------ TESTO PROPOSTO ------

Italia Nostra

Data: 8 Marzo 2021

L’Italia che va in rovina: le Marche nell’oblio. Monte Varmine e la fiducia di Italia Nostra

Il Recovery Plan individua le azioni da porre in essere per il rilancio dell’Italia e poggia su un totale di parecchi miliardi di euro.

Di questa ingente somma diversi miliardi di euro dovrebbero essere utilizzati per interventi sul patrimonio storico e artistico. 

Viste queste opportunità, la gente comune si aspetterebbe azioni volte al recupero di quei beni artistici e architettonici da tempo dimenticati o non considerati solo perché costituiscono un aggravamento dei bilanci comunali già di per sé asfittici.

Italia Nostra sezione di Fermo vede, con molto interesse e possibilità di attuazione con i soldi del Recovery Plan, il recupero del castello di ROCCA MONTE VARMINE. 

La Rocca di Monte Varmine sorge tra i fiumi Aso e Menocchia, nel territorio comunale di Carassai, provincia di Ascoli Piceno. Secondo alcuni il castello, dall’aspetto eterogeneo, trae l’origine del nome dal termine longobardo ward, guardia. Il toponimo stesso indica il ruolo di efficiente strumento di difesa esercitato contro incursioni o feroci saccheggi e convalida l’idea secondo la quale fosse originariamente una proprietà del signore longobardo Longino D’Attone. 

Molto probabilmente, in principio si trattava di un “casalivo”, una fattoria dotata di fortificazioni e realizzata secondo i dettami di quella che attualmente è conosciuta come la “Civiltà del legno”; mentre in quella prima fase insediativa, lo scopo del sedimen era di vigilare sul nucleo abitativo e soprattutto sulle colture fondamentali per l’economia domestica, in un secondo momento la cinta muraria assunse un aspetto più marcatamente militare.

------

COMPITO ASSEGNATO 1 =>
Rispondi alle domande sul testo relativo alla Rocca di Monte Varmine:
(a) Tra quali fiumi sorge la Rocca di Monte Varmine?
(b) Secondo alcuni, da quale termine longobardo deriva il nome del castello, e che cosa significa?
(c) Quale sezione di Italia Nostra vede con interesse il recupero del castello?

------ DATI FORNITI ------

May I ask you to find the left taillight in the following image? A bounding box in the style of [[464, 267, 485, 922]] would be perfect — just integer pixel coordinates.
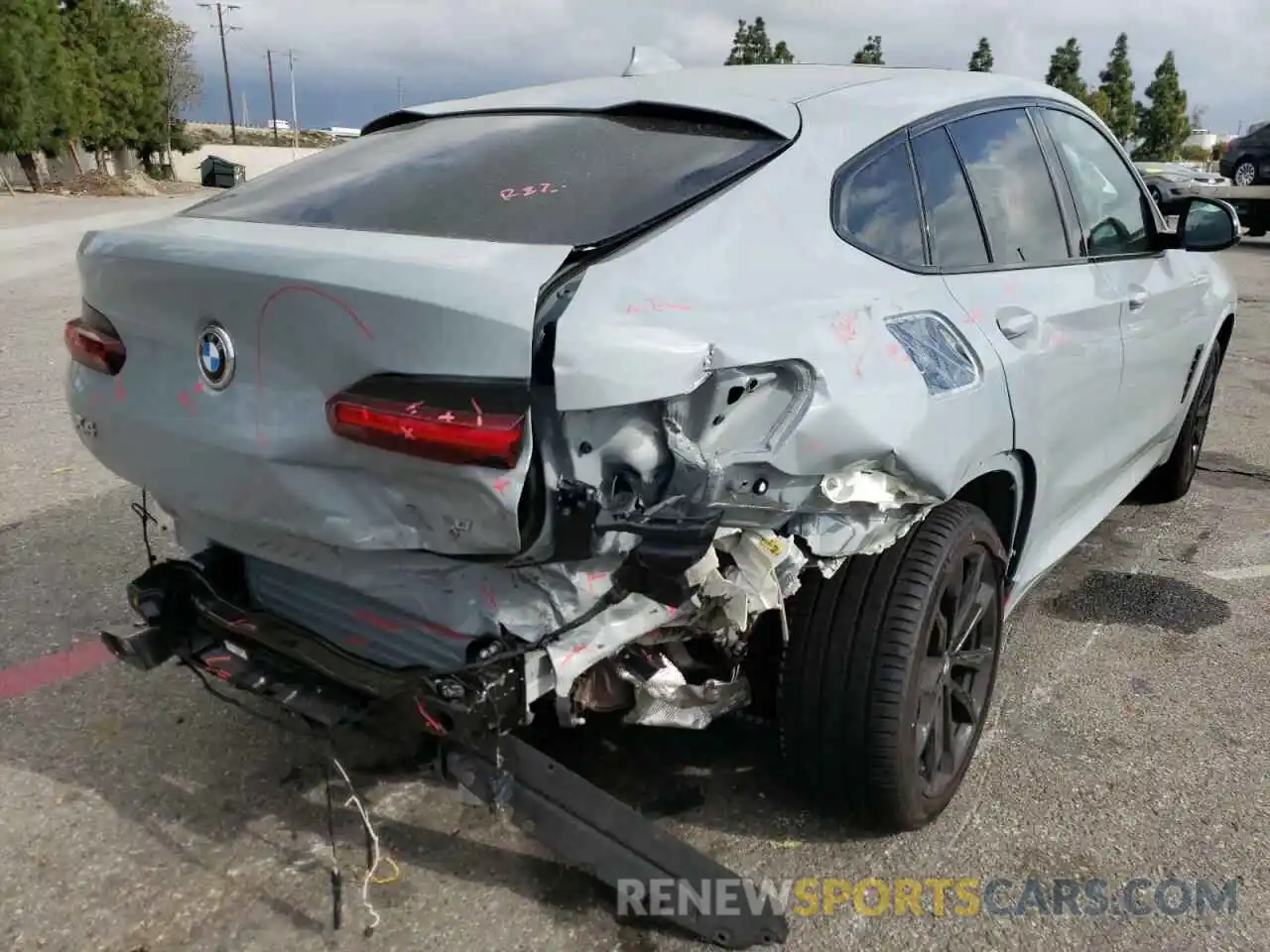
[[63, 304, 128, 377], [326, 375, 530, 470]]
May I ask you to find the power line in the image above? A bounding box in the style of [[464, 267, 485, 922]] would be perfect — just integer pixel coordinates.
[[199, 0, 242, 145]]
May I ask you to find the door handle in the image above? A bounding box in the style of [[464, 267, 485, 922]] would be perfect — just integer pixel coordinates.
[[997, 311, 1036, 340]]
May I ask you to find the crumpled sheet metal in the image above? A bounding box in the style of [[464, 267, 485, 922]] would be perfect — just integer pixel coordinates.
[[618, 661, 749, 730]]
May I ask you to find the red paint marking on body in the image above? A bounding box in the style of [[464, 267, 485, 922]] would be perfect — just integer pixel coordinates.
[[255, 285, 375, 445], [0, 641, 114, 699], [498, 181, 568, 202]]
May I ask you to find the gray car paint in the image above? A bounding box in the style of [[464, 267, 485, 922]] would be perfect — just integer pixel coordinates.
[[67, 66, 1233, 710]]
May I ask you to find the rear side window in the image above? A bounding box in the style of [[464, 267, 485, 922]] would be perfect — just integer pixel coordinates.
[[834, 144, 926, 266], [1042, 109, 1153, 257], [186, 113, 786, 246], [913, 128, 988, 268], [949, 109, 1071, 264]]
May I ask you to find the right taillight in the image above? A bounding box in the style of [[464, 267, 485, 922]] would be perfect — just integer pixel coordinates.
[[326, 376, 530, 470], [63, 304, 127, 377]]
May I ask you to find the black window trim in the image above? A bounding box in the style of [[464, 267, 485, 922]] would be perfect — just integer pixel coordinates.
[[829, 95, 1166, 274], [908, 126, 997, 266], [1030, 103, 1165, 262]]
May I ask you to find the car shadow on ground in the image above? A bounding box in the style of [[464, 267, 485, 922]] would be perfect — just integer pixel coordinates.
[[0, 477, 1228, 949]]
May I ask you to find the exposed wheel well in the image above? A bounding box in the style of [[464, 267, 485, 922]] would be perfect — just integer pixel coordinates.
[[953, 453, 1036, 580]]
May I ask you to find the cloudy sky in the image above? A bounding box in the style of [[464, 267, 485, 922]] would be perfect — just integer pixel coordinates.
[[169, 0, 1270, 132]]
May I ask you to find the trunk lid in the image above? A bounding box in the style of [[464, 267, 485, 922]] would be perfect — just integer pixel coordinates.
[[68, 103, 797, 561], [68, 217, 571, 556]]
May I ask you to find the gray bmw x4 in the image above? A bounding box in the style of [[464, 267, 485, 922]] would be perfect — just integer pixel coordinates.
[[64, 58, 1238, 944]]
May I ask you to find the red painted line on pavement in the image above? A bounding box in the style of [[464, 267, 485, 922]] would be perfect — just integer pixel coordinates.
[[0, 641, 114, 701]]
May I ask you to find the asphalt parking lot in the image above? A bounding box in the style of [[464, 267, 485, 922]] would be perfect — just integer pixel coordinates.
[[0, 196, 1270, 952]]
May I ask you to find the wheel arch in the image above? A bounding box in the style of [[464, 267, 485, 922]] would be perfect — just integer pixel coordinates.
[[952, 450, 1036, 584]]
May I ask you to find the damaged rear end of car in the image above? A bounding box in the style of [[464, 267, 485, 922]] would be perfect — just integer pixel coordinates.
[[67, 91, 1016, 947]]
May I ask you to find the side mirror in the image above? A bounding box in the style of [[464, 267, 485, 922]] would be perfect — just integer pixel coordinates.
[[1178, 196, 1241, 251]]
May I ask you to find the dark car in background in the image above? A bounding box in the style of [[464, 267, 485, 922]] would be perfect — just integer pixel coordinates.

------
------ DATI FORNITI ------

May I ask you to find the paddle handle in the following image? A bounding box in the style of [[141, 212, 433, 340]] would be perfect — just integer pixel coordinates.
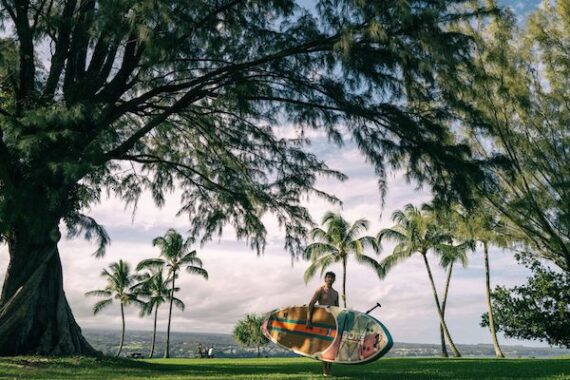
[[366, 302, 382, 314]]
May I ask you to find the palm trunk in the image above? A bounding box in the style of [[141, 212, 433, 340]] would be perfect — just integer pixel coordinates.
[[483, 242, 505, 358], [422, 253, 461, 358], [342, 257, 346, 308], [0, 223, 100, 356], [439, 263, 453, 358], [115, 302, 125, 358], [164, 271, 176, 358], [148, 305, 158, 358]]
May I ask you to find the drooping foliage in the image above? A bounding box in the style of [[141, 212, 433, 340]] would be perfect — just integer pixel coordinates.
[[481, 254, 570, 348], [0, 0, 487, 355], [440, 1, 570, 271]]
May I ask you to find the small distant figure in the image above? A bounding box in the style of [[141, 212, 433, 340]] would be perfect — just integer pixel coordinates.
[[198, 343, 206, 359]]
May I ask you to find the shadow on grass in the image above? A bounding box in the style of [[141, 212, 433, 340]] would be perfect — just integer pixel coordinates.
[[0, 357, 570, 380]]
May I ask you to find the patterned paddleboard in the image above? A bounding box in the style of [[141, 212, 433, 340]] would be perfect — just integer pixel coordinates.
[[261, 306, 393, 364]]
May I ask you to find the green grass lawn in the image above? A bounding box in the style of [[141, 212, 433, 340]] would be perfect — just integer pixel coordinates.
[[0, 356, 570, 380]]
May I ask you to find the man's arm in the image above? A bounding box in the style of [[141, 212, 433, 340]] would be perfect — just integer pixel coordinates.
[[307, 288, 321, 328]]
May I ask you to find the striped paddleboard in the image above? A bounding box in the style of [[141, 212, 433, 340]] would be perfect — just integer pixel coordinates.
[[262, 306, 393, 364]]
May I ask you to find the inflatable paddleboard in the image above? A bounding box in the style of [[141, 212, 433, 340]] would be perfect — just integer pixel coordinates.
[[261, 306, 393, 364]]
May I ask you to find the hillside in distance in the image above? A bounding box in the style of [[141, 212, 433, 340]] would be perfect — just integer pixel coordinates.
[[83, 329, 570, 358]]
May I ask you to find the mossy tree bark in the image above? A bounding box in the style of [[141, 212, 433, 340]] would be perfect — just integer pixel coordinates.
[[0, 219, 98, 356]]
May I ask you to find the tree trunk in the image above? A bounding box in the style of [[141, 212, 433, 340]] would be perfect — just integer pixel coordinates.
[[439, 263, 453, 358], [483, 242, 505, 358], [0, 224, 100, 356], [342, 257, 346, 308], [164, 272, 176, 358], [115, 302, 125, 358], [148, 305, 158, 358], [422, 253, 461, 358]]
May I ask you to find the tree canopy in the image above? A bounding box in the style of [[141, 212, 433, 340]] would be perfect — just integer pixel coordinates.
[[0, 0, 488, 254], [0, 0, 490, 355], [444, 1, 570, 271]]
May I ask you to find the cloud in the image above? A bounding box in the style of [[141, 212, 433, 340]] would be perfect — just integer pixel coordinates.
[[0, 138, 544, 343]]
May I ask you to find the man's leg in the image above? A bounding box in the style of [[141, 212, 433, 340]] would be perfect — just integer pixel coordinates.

------

COMPITO ASSEGNATO 2 => Riscrivi come CSV a due colonne, intitolate testo e risposta, le voci che vanno dalla riga contenente "May I ask you to find the left" alla riga contenente "181, 568, 202]]", entrambe incluse. Metti una riga per voce, con testo e risposta ciascuno in un unico campo tra virgolette e gli a capo sostituiti da spazi, e lascia fuori le immagini.

RISPOSTA COMPLETA 1 =>
(a) Tra i fiumi Aso e Menocchia.
(b) Dal termine ward, che significa "guardia".
(c) La sezione di Fermo.

RISPOSTA COMPLETA 2 =>
testo,risposta
"May I ask you to find the left taillight in the following image? A bounding box in the style of [[464, 267, 485, 922]] would be perfect — just integer pixel coordinates.","[[63, 304, 128, 377], [326, 375, 530, 470]]"
"May I ask you to find the power line in the image above? A bounding box in the style of [[464, 267, 485, 922]] would be perfect — just integer pixel coordinates.","[[199, 0, 242, 145]]"
"May I ask you to find the door handle in the image above? A bounding box in the style of [[464, 267, 485, 922]] would be perfect — just integer pixel coordinates.","[[997, 311, 1036, 340]]"
"May I ask you to find the crumpled sheet metal in the image above? A bounding box in the style of [[464, 267, 485, 922]] would be perfect — just integer pixel coordinates.","[[618, 661, 749, 730]]"
"May I ask you to find the red paint marking on body in the image above? A bounding box in the style of [[464, 267, 485, 922]] would be perfect — just integer pixel coordinates.","[[255, 285, 375, 445], [0, 641, 114, 699], [498, 181, 568, 202]]"